### TO DO
Filter the items below, copying each line that contains the word "pavement".

--- begin EXERCISE INPUTS ---

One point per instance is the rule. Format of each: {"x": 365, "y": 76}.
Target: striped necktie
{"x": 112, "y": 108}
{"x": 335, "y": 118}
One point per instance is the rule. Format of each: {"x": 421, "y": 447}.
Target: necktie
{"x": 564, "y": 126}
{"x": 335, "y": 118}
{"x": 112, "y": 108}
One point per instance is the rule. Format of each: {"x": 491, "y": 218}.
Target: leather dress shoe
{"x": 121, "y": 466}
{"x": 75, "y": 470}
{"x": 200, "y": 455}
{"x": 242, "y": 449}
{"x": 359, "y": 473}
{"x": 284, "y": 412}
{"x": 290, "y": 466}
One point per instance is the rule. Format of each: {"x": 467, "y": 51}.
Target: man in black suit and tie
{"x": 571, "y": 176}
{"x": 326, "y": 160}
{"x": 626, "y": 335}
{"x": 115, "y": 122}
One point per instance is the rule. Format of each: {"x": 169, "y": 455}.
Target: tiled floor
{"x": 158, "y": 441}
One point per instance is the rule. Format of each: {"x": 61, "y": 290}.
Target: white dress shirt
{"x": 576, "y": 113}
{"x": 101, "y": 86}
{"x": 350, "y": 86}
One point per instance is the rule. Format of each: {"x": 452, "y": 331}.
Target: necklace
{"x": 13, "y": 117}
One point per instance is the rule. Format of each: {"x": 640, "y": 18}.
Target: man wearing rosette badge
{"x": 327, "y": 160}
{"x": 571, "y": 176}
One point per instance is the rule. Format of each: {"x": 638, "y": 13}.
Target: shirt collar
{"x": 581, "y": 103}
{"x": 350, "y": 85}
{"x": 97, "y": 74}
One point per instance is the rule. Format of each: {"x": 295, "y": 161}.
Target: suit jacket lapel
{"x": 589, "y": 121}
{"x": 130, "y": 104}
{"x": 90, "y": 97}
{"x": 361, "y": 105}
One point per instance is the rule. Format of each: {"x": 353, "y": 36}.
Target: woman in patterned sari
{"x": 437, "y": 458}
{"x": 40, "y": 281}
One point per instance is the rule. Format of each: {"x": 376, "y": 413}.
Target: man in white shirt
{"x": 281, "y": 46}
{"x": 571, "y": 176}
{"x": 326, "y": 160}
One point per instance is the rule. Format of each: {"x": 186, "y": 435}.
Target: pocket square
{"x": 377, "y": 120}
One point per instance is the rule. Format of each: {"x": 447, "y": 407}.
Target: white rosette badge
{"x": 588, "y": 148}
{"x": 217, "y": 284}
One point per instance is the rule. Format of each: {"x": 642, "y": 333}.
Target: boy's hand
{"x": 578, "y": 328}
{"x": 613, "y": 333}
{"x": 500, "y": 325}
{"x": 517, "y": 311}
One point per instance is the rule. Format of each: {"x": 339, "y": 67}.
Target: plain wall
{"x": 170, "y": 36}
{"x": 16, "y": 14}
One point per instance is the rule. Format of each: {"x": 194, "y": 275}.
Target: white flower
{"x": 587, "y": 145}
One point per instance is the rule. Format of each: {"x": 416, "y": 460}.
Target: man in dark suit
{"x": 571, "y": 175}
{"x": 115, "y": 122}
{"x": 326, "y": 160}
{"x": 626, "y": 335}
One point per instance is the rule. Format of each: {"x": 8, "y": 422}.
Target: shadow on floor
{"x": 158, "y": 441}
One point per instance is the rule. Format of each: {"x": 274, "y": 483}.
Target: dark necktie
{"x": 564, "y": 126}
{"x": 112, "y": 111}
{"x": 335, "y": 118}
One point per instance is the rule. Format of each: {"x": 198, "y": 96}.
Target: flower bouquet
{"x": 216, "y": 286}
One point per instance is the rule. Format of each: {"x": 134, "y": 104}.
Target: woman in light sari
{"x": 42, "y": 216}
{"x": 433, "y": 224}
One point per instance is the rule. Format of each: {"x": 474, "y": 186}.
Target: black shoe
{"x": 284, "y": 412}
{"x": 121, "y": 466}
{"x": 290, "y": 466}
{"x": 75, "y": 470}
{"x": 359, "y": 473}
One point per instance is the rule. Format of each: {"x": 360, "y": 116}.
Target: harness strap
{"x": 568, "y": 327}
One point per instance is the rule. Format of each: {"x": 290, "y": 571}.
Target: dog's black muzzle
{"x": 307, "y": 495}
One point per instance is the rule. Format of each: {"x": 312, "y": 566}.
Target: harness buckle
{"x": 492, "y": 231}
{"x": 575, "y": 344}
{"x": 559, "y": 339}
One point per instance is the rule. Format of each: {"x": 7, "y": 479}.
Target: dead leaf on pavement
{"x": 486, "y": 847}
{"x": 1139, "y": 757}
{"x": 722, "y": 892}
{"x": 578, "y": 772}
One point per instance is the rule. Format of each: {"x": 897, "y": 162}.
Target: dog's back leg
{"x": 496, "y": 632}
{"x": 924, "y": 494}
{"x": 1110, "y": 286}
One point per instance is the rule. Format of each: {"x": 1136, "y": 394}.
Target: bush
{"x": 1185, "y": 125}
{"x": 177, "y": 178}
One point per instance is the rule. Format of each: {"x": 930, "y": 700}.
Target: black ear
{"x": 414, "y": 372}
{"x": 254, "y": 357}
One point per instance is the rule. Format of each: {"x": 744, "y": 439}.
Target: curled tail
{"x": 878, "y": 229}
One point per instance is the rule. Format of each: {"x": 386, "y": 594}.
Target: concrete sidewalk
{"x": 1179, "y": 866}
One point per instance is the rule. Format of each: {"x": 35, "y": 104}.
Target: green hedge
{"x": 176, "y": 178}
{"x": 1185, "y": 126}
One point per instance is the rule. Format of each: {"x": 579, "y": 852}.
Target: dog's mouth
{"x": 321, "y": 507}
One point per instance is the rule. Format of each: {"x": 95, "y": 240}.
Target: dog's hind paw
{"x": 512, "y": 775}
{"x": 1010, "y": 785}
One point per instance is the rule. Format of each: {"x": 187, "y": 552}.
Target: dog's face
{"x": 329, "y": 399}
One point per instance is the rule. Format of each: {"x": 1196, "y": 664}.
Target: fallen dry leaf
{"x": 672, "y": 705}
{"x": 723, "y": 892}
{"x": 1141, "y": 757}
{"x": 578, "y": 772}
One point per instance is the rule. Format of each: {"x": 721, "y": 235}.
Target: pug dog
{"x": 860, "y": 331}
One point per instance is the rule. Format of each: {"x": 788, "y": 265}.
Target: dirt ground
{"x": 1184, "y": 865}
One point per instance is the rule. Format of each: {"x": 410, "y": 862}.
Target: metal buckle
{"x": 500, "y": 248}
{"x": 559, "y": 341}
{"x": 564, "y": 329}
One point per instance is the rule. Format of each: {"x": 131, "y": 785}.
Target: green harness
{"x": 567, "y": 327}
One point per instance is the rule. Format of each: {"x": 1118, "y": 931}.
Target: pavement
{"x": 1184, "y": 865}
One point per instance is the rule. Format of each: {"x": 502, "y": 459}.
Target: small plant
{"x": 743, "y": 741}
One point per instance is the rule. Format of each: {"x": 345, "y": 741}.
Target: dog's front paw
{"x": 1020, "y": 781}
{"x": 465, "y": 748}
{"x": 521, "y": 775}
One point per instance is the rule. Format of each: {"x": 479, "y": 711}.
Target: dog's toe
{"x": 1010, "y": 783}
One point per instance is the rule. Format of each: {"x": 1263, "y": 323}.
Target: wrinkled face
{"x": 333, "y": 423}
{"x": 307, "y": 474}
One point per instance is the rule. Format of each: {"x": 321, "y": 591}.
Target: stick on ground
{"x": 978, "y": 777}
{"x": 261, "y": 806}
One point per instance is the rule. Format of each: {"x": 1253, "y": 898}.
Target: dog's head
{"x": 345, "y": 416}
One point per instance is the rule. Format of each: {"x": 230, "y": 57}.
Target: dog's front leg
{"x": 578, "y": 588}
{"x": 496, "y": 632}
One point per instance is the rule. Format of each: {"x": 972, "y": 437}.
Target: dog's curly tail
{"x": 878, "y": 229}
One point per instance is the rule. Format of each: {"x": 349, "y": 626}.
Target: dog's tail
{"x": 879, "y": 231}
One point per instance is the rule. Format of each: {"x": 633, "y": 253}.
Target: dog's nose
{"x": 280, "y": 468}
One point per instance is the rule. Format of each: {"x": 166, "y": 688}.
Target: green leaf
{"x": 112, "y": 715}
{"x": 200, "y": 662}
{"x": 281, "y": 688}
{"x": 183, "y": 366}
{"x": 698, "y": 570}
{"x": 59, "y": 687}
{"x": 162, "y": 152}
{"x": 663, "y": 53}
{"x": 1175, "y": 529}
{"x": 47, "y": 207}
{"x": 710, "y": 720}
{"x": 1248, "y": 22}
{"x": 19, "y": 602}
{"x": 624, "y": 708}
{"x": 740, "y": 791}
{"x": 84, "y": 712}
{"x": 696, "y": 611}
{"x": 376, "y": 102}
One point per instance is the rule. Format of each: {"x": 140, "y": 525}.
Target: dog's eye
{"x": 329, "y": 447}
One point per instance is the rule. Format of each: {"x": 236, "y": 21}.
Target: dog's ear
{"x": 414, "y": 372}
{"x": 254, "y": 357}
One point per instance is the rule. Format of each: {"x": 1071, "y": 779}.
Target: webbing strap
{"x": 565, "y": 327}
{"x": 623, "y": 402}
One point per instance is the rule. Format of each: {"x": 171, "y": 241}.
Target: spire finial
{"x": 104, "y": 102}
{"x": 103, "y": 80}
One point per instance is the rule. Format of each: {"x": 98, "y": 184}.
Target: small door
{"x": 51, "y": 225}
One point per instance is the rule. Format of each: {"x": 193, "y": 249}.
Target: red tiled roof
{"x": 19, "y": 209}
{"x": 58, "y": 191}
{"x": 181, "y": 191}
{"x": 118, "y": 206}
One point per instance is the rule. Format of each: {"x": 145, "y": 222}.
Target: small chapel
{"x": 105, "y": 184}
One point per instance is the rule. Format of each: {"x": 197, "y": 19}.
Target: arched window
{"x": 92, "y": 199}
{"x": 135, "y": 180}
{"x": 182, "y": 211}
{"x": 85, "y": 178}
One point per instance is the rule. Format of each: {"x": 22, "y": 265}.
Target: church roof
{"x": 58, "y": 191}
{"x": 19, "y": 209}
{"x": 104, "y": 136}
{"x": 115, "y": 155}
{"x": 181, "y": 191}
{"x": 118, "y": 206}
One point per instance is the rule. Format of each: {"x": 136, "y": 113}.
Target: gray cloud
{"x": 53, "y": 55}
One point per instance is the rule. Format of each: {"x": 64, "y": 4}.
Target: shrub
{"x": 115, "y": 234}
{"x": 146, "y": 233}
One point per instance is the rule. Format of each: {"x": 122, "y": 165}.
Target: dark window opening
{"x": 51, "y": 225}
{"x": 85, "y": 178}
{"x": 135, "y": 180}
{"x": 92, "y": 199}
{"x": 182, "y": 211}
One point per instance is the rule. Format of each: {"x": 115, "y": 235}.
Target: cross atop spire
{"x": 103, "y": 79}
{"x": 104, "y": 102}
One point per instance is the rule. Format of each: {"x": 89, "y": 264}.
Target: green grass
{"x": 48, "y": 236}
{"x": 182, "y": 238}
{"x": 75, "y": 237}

--- end EXERCISE INPUTS ---

### SOLUTION
Target: dead leaf on pavement
Target: pavement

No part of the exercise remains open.